→ **AIM OF THE EXERCISE**
From the line with "Target: **ancient stone ruin**" through the final line, please write out the listing exactly, including both of those lines.

## Begin SUPPLIED RECORDS

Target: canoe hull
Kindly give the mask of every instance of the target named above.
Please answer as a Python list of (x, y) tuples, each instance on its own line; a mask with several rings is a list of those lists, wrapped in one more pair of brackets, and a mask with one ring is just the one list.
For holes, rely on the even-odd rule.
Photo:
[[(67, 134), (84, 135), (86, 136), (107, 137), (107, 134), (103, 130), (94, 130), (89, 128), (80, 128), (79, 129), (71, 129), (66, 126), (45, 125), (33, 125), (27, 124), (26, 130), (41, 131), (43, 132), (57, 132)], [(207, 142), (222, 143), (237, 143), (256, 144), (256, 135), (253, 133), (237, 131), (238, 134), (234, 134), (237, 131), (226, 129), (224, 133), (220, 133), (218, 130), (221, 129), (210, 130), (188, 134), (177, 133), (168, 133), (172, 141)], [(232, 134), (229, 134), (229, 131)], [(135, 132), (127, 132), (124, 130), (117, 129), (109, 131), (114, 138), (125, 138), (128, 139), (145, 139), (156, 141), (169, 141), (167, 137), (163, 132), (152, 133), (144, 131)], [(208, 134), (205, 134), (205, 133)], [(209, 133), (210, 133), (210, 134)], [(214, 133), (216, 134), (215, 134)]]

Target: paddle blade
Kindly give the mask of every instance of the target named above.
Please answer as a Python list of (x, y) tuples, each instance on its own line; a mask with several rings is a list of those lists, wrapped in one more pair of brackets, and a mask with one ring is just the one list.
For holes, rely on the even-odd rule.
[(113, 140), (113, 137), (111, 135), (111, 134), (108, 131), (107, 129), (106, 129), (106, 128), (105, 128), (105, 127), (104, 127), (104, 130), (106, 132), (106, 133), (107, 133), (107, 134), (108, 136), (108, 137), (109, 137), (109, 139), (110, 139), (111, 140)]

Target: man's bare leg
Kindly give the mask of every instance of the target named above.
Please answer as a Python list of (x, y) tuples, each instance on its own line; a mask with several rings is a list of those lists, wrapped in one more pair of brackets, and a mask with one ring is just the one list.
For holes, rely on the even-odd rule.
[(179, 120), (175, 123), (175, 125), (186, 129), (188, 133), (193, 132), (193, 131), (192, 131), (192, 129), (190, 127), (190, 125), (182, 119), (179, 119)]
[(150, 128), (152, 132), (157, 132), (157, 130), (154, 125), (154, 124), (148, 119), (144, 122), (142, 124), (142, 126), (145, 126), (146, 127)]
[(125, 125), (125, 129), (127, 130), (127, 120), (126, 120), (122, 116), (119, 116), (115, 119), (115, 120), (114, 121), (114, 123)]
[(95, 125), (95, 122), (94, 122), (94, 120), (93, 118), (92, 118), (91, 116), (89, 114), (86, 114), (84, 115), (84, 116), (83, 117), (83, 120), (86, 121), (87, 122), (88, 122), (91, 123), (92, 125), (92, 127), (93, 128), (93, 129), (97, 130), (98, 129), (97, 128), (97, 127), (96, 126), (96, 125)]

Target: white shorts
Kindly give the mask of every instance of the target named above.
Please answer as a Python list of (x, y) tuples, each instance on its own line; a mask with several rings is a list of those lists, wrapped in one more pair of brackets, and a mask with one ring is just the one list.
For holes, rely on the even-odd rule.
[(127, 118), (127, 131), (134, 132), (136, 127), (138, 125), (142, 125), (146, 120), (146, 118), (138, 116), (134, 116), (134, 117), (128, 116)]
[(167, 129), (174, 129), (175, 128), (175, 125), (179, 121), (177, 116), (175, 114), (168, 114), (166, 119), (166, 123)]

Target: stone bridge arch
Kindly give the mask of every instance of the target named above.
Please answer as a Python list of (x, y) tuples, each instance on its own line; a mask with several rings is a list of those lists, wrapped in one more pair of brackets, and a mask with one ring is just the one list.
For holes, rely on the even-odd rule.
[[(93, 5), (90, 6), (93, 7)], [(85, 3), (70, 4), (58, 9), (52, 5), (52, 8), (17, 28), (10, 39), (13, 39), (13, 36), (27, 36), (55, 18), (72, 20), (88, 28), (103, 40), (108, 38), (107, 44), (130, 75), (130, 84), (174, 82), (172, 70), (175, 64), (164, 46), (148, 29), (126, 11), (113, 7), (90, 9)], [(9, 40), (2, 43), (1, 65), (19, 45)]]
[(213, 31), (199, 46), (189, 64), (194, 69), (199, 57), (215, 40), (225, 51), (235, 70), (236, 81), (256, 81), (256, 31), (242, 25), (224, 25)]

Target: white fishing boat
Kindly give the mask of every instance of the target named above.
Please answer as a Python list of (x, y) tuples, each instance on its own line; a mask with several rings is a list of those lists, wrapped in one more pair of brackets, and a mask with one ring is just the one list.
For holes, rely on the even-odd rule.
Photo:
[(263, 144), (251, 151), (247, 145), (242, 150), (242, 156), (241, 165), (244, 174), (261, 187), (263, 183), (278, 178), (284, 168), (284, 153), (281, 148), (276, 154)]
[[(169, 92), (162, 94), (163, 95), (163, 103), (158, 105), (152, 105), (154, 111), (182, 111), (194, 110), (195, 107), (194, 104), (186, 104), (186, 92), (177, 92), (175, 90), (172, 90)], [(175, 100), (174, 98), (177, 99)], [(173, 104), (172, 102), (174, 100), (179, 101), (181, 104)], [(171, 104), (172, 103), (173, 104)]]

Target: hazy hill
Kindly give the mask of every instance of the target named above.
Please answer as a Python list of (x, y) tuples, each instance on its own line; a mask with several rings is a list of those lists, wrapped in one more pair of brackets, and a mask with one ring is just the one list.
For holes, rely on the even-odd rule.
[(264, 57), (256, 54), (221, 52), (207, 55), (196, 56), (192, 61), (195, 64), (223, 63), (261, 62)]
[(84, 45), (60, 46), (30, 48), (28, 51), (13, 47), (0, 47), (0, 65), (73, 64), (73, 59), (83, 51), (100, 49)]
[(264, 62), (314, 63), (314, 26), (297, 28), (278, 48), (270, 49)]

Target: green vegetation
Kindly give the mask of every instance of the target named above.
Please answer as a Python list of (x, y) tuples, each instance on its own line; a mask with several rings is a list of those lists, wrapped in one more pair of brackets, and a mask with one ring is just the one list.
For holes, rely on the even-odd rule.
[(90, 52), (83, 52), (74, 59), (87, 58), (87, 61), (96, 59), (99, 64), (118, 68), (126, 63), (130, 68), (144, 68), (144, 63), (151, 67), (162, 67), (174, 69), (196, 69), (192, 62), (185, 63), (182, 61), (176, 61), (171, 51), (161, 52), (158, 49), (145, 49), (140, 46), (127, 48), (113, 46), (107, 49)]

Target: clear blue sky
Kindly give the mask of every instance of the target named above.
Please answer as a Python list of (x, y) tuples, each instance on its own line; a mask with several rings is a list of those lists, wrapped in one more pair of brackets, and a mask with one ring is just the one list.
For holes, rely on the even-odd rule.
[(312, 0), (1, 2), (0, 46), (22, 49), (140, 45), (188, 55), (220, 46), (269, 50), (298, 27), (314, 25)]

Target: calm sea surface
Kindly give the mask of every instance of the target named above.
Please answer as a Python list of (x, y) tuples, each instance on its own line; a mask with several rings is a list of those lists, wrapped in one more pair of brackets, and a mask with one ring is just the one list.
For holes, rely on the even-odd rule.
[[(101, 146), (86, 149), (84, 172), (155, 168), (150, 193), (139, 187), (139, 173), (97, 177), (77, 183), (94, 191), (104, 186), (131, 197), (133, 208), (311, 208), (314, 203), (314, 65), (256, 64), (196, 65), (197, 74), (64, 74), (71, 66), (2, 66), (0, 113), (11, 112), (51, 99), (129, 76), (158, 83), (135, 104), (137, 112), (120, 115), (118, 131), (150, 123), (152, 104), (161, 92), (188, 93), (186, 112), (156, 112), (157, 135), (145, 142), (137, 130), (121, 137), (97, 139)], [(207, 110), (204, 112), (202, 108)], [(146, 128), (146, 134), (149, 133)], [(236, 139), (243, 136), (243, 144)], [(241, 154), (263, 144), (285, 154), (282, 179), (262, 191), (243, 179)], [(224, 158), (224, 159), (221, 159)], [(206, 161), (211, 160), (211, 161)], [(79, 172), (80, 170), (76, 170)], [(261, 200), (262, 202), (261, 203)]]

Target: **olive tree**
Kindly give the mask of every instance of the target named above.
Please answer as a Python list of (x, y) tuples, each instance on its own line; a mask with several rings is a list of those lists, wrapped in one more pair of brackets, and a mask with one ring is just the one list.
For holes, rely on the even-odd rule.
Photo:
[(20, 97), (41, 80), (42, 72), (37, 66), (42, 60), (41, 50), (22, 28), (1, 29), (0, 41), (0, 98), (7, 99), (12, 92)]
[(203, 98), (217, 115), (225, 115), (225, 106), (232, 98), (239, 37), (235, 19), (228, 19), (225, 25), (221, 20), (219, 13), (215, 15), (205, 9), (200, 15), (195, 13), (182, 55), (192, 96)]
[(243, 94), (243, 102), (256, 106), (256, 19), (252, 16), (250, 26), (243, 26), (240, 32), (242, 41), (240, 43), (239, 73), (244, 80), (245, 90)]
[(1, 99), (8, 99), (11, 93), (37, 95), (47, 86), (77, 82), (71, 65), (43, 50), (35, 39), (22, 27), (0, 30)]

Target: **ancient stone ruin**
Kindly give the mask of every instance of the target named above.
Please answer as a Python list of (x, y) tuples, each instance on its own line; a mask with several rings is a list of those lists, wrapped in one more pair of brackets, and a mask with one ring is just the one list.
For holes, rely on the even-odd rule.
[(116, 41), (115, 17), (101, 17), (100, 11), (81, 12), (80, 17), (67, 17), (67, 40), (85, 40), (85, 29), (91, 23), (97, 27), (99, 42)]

## End SUPPLIED RECORDS

→ **RESULT FOR THIS TASK**
Target: **ancient stone ruin**
Kindly give the mask of every instance of the target named above.
Please answer as a Python list of (x, y) tuples, each instance on its own line; a mask with several rings is a list of those lists, wrapped in one more pair of brackets, and a mask with one ring is just the one list.
For holes, rely on the even-odd rule.
[(116, 41), (115, 17), (101, 17), (100, 11), (81, 12), (80, 17), (67, 17), (67, 40), (85, 40), (85, 29), (91, 23), (97, 27), (99, 42)]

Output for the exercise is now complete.